■ **What to work on**:
Without altering anything, repeat each of the records.
— START OF Data listing —
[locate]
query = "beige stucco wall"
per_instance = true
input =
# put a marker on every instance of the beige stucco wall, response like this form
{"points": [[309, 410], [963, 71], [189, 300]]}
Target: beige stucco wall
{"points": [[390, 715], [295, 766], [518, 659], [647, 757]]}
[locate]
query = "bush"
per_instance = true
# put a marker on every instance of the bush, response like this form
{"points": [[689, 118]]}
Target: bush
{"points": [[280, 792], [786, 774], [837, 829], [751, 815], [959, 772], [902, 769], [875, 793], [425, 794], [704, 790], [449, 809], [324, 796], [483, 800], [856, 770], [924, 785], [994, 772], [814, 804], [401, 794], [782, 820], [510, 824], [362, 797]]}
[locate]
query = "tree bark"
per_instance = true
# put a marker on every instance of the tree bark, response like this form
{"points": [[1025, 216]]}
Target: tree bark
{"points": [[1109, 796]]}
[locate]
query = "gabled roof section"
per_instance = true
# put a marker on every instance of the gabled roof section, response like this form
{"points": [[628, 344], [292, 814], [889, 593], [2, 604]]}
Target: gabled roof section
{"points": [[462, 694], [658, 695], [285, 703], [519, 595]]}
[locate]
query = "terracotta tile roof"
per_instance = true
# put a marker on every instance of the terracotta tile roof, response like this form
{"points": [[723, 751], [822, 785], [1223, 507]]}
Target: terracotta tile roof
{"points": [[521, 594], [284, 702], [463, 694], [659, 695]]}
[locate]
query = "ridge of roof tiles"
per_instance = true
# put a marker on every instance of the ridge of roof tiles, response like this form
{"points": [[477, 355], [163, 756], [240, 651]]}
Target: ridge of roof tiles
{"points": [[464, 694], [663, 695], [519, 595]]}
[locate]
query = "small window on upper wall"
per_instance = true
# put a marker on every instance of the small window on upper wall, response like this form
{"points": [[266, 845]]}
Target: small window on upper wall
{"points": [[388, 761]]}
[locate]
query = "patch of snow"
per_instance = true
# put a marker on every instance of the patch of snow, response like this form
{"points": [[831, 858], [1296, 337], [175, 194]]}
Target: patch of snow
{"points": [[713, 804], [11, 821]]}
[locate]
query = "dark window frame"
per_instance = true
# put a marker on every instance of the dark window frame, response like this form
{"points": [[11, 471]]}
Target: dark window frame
— END OF Data listing —
■ **Result**:
[locate]
query = "beige stucco wall"
per_instance = true
input =
# put a marker on every instance of the beige stucco wall, response like this form
{"points": [[309, 410], [963, 71], [189, 300]]}
Target: beige stucco wall
{"points": [[390, 715], [295, 766], [518, 659], [647, 757]]}
[locate]
query = "bush"
per_instance = true
# put a marker on every instance of the bush, response like this form
{"points": [[689, 118]]}
Target: bush
{"points": [[280, 792], [786, 774], [837, 829], [751, 815], [959, 772], [902, 769], [875, 793], [425, 794], [704, 790], [449, 809], [324, 796], [483, 800], [856, 770], [924, 785], [994, 772], [814, 804], [401, 794], [782, 820], [510, 824], [362, 797]]}
[locate]
query = "tree bark"
per_instance = true
# put a marker on every instance of the tree bark, response like this form
{"points": [[1025, 216]]}
Target: tree bark
{"points": [[1109, 796]]}
[locate]
query = "gabled roof section"
per_instance = true
# put a marker on every instance of the gabled roof section, response like this form
{"points": [[628, 344], [292, 814], [889, 593], [2, 604]]}
Target: gabled roof section
{"points": [[462, 694], [658, 695], [285, 703], [519, 595]]}
[locate]
query = "terracotta tile roof"
per_instance = true
# put a marker on every instance of the terracotta tile roof, response like this form
{"points": [[723, 751], [822, 785], [1223, 507]]}
Target: terracotta tile roof
{"points": [[521, 594], [284, 702], [463, 694], [659, 695]]}
[locate]
query = "ridge of roof tiles"
per_instance = true
# put a marker on every instance of the ridge of roof tiles, response like this form
{"points": [[477, 355], [163, 756], [240, 651]]}
Target: ridge of roof tiles
{"points": [[464, 694], [663, 695], [519, 595]]}
[locate]
query = "small window on upper wall"
per_instance = true
# put a marker on every instance of the small window on upper wall, response like this form
{"points": [[266, 845]]}
Target: small window on upper wall
{"points": [[388, 761]]}
[locate]
query = "patch of snow"
per_instance = true
# put a marker on every instance of the patch of snow, response like this form
{"points": [[831, 858], [1296, 337], [175, 194]]}
Target: patch of snow
{"points": [[713, 804], [11, 821]]}
[locate]
query = "dark window frame"
per_instance = true
# put a marker on every instance of the dark window frame, response like this form
{"points": [[11, 471]]}
Target: dark window frame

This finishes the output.